* THE DATA *
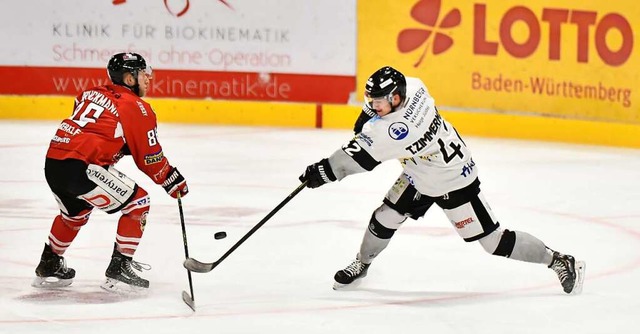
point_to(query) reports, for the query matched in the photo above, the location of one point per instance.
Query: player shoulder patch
(398, 130)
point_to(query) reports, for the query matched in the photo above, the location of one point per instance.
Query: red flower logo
(427, 13)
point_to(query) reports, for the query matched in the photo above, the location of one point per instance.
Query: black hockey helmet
(127, 62)
(385, 82)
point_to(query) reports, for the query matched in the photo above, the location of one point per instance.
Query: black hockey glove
(175, 183)
(318, 174)
(364, 117)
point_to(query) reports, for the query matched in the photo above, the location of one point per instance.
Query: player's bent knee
(77, 221)
(385, 221)
(499, 242)
(138, 205)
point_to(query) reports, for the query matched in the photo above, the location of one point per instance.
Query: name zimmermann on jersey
(421, 143)
(100, 100)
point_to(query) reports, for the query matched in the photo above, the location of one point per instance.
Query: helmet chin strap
(136, 87)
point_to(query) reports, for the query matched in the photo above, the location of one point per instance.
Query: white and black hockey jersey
(434, 157)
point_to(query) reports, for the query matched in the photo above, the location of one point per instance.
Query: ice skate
(52, 271)
(356, 270)
(570, 272)
(120, 275)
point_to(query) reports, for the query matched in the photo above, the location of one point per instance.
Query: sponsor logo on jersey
(427, 137)
(142, 108)
(461, 224)
(468, 168)
(143, 220)
(417, 103)
(70, 129)
(107, 180)
(151, 159)
(363, 137)
(398, 131)
(64, 140)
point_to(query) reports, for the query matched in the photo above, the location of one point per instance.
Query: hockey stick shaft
(188, 299)
(202, 267)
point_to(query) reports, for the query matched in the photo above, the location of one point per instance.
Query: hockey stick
(187, 298)
(202, 267)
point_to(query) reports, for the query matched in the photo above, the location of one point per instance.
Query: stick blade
(188, 300)
(197, 266)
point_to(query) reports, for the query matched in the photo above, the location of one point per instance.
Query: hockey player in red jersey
(107, 123)
(400, 121)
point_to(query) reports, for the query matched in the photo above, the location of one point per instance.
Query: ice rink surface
(581, 200)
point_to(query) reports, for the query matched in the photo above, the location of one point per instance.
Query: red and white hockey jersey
(108, 122)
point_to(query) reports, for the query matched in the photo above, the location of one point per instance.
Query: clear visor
(372, 102)
(148, 71)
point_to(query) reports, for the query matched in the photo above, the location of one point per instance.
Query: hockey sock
(132, 223)
(64, 229)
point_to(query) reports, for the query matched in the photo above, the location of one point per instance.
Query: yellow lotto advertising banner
(574, 59)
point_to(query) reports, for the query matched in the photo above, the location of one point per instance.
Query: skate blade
(581, 267)
(50, 282)
(346, 287)
(122, 288)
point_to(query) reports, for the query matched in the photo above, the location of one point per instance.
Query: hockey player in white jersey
(400, 121)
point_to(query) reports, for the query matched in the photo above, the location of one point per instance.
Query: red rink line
(633, 265)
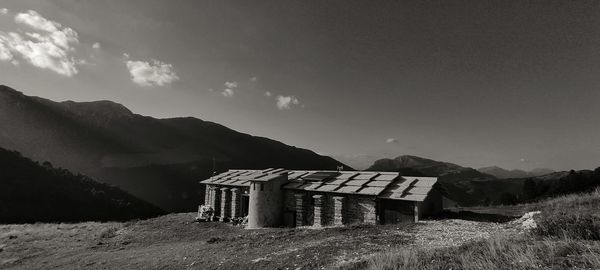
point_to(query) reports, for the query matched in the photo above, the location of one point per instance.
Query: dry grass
(566, 238)
(498, 252)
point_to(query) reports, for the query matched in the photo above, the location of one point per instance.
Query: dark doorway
(245, 205)
(395, 211)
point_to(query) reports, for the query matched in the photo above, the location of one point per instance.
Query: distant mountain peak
(502, 173)
(103, 108)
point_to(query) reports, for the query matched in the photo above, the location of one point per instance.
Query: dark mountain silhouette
(30, 192)
(468, 186)
(501, 173)
(461, 184)
(158, 160)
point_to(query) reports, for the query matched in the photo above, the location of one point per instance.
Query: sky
(509, 83)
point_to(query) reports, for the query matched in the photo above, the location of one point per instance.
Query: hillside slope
(462, 184)
(502, 173)
(30, 192)
(158, 160)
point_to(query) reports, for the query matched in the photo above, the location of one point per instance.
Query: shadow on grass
(474, 216)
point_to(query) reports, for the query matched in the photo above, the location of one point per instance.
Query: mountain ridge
(502, 173)
(158, 160)
(33, 192)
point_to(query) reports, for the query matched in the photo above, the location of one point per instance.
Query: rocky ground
(176, 242)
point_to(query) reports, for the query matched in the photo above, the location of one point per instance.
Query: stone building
(278, 197)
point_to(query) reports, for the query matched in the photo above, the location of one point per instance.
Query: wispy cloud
(231, 84)
(229, 89)
(391, 140)
(286, 102)
(227, 92)
(47, 44)
(151, 73)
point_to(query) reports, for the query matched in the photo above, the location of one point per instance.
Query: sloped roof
(386, 185)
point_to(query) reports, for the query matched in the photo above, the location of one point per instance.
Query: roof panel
(365, 176)
(312, 186)
(378, 183)
(356, 182)
(327, 188)
(336, 182)
(425, 183)
(346, 175)
(418, 198)
(320, 176)
(348, 189)
(418, 190)
(292, 185)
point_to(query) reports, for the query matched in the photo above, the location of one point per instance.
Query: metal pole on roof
(214, 167)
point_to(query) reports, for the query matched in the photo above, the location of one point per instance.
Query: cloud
(48, 45)
(150, 73)
(228, 92)
(231, 85)
(286, 102)
(229, 89)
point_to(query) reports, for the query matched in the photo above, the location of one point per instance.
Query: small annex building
(293, 198)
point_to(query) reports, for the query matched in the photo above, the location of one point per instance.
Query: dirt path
(175, 242)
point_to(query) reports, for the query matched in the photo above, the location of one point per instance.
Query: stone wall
(359, 209)
(333, 209)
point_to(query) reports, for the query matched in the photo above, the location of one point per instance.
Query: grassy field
(176, 242)
(566, 236)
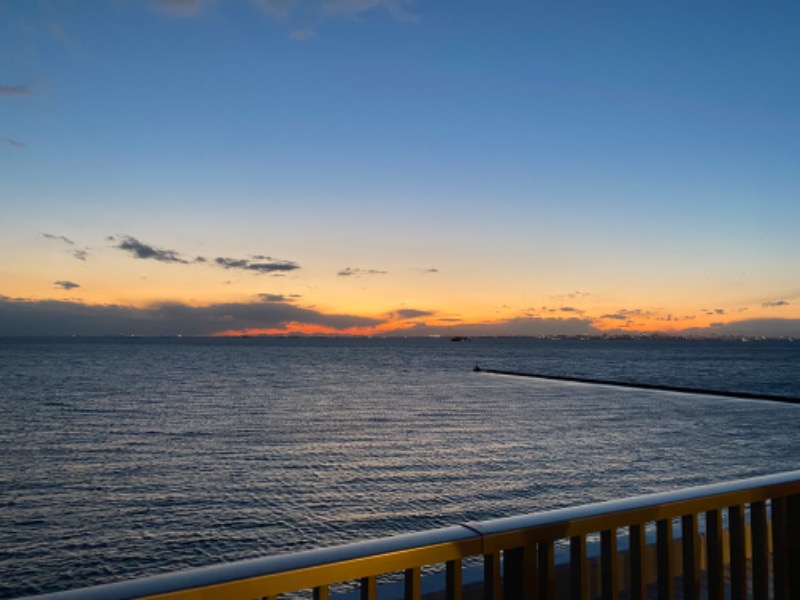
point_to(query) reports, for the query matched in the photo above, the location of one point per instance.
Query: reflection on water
(129, 457)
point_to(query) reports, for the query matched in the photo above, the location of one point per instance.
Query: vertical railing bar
(666, 575)
(413, 583)
(760, 561)
(547, 570)
(638, 556)
(608, 564)
(738, 565)
(369, 588)
(530, 569)
(491, 577)
(321, 593)
(453, 580)
(716, 581)
(578, 568)
(780, 549)
(513, 573)
(690, 545)
(793, 544)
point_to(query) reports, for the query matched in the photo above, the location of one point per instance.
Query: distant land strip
(646, 386)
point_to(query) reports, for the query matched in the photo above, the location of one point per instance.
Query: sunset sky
(423, 167)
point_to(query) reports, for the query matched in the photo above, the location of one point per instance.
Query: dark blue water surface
(126, 457)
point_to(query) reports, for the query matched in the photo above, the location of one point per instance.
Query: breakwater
(646, 386)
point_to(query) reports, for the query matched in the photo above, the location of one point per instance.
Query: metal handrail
(526, 544)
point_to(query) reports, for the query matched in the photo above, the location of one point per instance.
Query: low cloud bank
(20, 317)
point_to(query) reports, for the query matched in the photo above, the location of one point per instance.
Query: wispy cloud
(300, 17)
(183, 8)
(278, 8)
(410, 313)
(261, 264)
(775, 304)
(146, 252)
(255, 264)
(350, 272)
(80, 254)
(577, 294)
(399, 9)
(278, 297)
(55, 317)
(15, 90)
(60, 238)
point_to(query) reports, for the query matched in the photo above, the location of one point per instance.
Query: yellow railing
(738, 539)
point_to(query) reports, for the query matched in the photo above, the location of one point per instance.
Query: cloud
(348, 272)
(258, 263)
(278, 8)
(572, 295)
(303, 34)
(55, 317)
(60, 238)
(410, 313)
(625, 314)
(521, 326)
(278, 297)
(147, 252)
(774, 328)
(15, 90)
(775, 304)
(270, 266)
(184, 8)
(397, 8)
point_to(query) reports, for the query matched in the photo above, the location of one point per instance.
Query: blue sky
(483, 164)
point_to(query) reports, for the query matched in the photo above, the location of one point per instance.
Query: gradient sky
(375, 166)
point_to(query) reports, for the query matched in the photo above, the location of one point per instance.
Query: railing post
(608, 564)
(780, 549)
(638, 558)
(579, 570)
(738, 565)
(793, 534)
(690, 543)
(666, 575)
(321, 592)
(758, 526)
(369, 588)
(716, 586)
(547, 570)
(520, 573)
(491, 576)
(413, 583)
(453, 587)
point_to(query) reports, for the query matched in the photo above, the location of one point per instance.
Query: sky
(399, 167)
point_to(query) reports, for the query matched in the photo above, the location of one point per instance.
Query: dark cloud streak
(273, 266)
(21, 317)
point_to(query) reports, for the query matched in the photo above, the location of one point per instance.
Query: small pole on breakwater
(646, 386)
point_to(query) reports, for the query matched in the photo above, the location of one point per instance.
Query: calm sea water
(126, 457)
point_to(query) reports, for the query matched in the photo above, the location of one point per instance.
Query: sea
(125, 457)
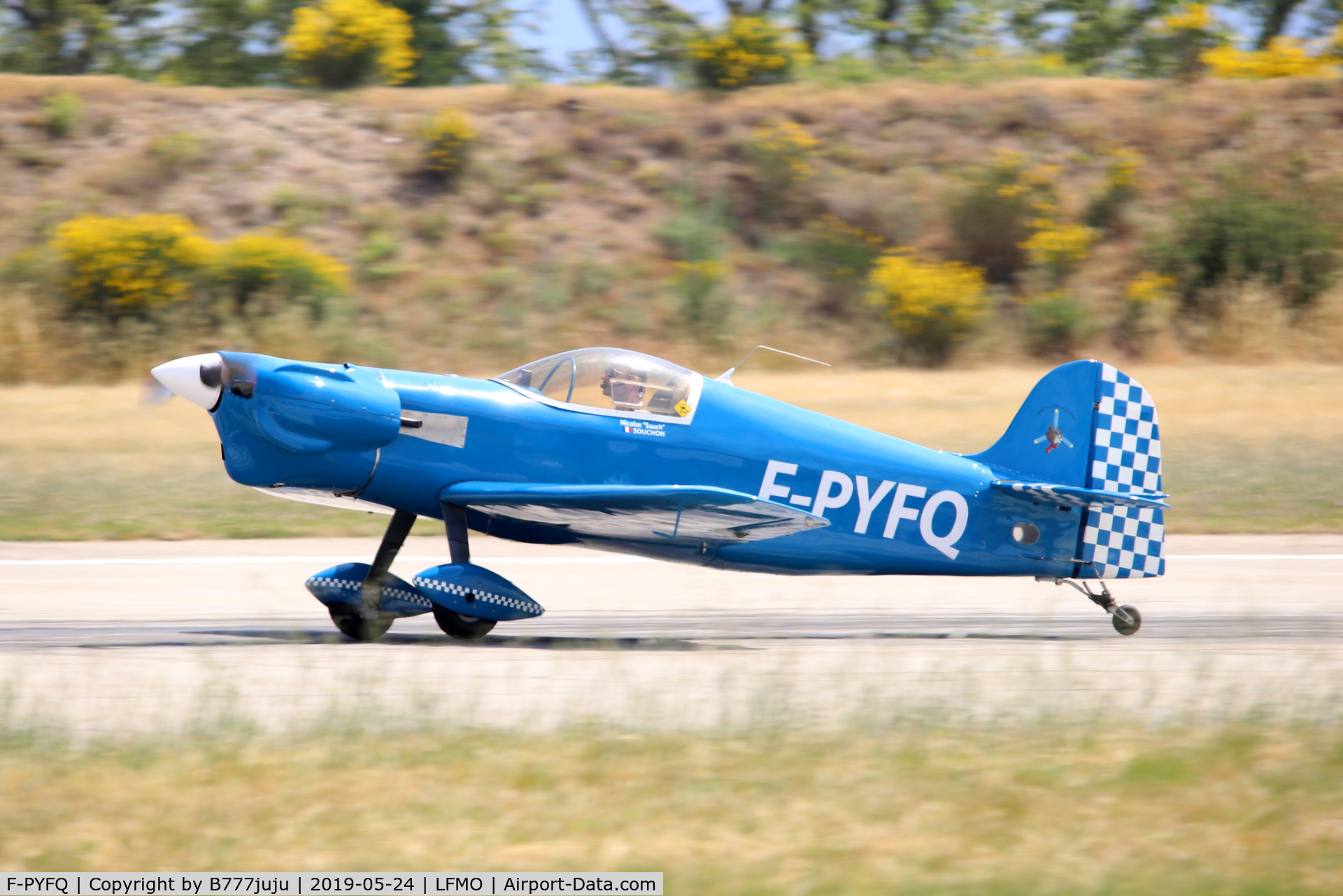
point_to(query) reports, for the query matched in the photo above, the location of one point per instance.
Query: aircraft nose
(197, 378)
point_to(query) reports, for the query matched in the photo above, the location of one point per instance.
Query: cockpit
(610, 379)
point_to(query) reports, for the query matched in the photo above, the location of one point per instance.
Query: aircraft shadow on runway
(531, 642)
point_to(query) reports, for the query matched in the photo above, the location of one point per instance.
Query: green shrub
(993, 214)
(839, 254)
(704, 309)
(1121, 188)
(1056, 324)
(62, 113)
(378, 255)
(283, 268)
(1286, 236)
(173, 153)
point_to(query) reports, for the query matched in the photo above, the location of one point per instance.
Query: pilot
(623, 383)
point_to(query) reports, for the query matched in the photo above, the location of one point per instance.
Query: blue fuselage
(881, 493)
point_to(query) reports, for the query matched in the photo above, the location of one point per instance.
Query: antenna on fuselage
(727, 375)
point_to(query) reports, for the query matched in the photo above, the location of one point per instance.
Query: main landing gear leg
(453, 624)
(367, 621)
(1125, 618)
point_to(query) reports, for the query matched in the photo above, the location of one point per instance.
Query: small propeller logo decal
(1053, 436)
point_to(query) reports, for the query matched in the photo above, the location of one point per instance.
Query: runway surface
(108, 639)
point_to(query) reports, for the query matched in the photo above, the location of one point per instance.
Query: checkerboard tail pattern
(1125, 543)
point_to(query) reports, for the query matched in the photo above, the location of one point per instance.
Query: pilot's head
(623, 383)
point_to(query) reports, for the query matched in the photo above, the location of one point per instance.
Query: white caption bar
(334, 883)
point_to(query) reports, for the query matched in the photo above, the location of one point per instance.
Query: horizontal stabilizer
(642, 512)
(1080, 497)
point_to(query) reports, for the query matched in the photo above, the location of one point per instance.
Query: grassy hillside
(581, 207)
(1242, 450)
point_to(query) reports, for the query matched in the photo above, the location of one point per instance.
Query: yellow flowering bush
(931, 304)
(284, 266)
(346, 43)
(120, 266)
(1283, 58)
(448, 144)
(783, 151)
(1195, 17)
(1149, 287)
(993, 214)
(746, 52)
(1058, 249)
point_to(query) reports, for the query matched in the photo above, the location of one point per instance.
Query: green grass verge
(1295, 487)
(1103, 809)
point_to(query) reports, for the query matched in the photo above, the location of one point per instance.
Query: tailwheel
(460, 626)
(355, 626)
(1127, 620)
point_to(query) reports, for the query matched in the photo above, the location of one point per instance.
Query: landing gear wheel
(454, 625)
(1132, 625)
(357, 627)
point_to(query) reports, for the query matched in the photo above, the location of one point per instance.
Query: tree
(1092, 34)
(467, 42)
(229, 43)
(78, 36)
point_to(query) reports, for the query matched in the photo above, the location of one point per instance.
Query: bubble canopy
(610, 381)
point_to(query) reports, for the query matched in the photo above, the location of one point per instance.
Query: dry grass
(1242, 809)
(553, 236)
(1248, 449)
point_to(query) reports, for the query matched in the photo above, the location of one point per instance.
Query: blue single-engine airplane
(625, 452)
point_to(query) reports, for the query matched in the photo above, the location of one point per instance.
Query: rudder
(1118, 541)
(1088, 425)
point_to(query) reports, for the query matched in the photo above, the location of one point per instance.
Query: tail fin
(1091, 426)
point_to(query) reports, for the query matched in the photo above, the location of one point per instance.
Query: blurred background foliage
(658, 42)
(880, 180)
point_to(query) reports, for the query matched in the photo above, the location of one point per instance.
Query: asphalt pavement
(147, 637)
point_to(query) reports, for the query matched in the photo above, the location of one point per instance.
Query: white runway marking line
(332, 560)
(265, 560)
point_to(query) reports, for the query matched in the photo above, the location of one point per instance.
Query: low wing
(642, 512)
(1074, 496)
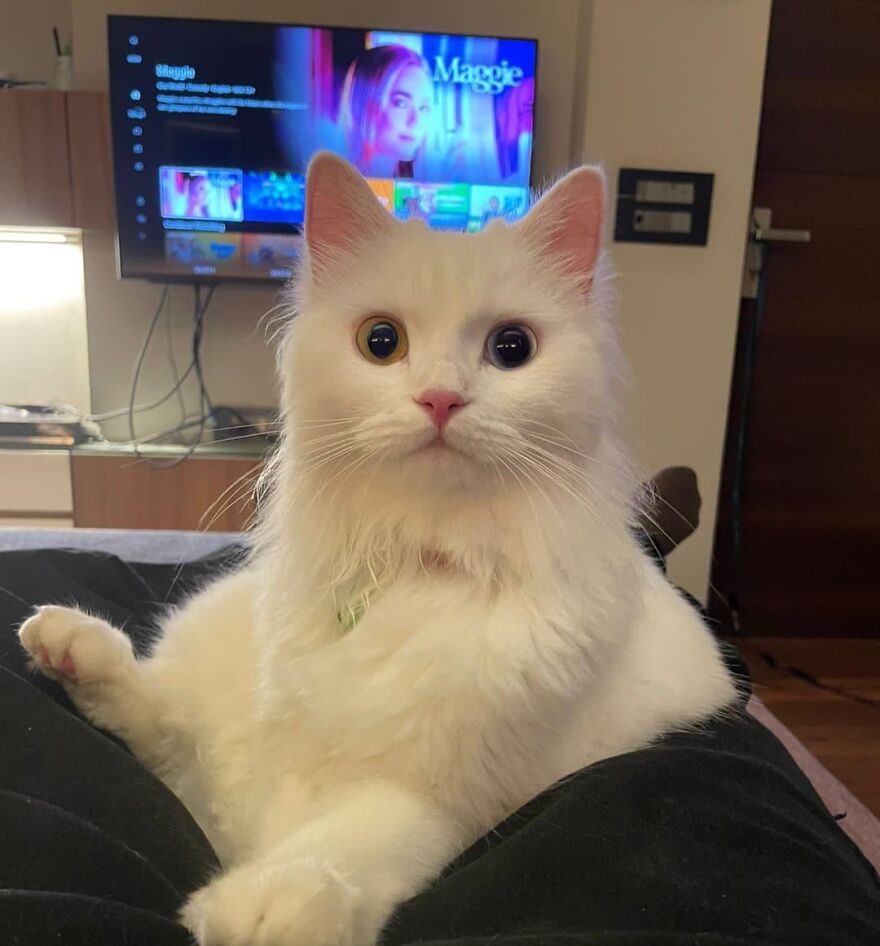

* YOUR OBJECTIVE *
From the line that contains "Query: blurred background foliage" to the final line of the material, write out each line exactly. Pictures stay out.

* ANSWER BOX *
Query: blurred background foliage
(658, 42)
(880, 180)
point_to(query) reports, for the query matched in the photo above, the location of one point per instance.
Query: asphalt pavement
(147, 637)
point_to(query) reports, for the query matched in the photo above, the location of one point per instance.
Query: white runway marking line
(332, 560)
(265, 560)
point_to(query) reports, for the query matched in the photo above, the location of one point per instance.
Query: low wing
(642, 512)
(1074, 496)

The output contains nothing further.